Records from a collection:
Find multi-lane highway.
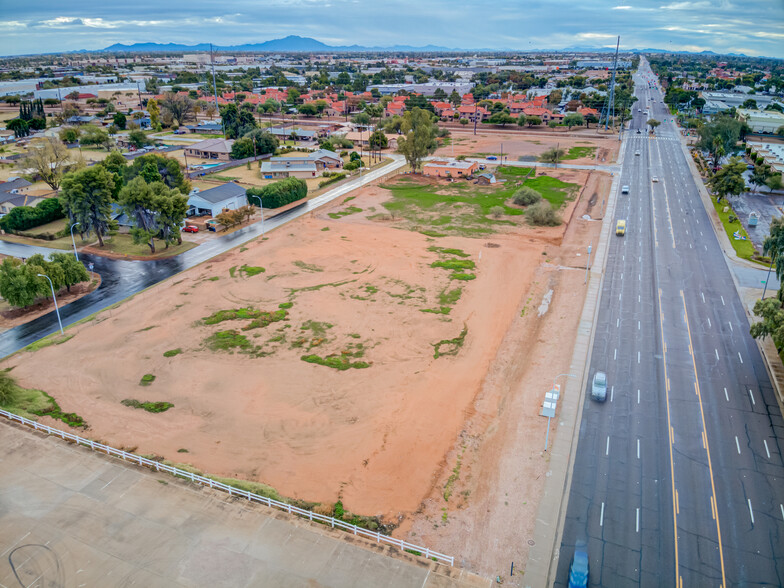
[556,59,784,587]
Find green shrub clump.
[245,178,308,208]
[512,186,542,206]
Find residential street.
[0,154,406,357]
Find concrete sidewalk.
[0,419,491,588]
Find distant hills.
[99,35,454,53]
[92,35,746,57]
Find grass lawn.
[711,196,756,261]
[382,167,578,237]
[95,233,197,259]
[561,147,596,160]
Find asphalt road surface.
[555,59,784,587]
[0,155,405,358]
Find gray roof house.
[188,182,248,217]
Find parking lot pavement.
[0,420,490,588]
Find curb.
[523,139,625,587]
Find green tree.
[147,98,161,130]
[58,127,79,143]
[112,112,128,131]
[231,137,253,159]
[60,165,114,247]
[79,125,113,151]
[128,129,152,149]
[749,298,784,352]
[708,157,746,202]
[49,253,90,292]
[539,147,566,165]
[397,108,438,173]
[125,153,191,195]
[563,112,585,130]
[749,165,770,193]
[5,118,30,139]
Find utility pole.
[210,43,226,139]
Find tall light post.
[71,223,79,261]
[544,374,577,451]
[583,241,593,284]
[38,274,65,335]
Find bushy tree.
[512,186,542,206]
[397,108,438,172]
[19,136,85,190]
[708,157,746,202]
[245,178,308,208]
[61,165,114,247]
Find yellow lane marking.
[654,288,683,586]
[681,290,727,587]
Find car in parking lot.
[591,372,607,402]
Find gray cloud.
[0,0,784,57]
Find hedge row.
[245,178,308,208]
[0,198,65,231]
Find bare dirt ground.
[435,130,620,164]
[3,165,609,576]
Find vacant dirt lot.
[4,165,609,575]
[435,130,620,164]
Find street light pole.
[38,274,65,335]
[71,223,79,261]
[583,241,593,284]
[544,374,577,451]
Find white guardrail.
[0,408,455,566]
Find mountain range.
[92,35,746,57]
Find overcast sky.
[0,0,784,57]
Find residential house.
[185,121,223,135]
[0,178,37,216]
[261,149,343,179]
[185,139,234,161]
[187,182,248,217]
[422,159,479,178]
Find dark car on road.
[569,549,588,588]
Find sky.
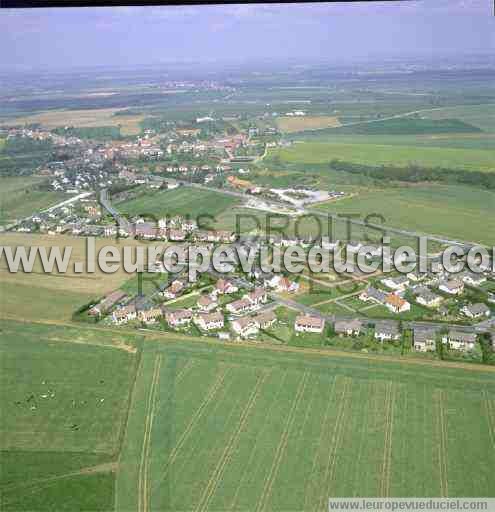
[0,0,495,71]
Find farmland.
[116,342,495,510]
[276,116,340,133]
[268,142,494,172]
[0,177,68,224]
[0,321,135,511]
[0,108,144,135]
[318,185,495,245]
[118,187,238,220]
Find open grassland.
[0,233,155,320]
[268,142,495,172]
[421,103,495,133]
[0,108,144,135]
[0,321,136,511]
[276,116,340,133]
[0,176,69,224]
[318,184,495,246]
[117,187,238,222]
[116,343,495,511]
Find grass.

_Required task_
Write out everything from the start of the records down to the line with "[523,139,625,587]", including that line, and leave out the pictures.

_Right answer_
Find multi-lane highway.
[556,59,784,587]
Find green shrub clump.
[245,178,308,208]
[512,186,542,206]
Find residential street.
[0,154,406,357]
Find concrete sidewalk.
[0,419,491,588]
Find distant hills.
[99,35,454,53]
[92,35,746,57]
Find grass lawn.
[711,196,756,261]
[382,167,578,237]
[95,233,197,259]
[561,147,596,160]
Find asphalt road surface.
[555,59,784,587]
[0,155,405,358]
Find gray roof house.
[188,182,248,217]
Find parking lot pavement.
[0,420,490,588]
Find curb.
[523,139,625,587]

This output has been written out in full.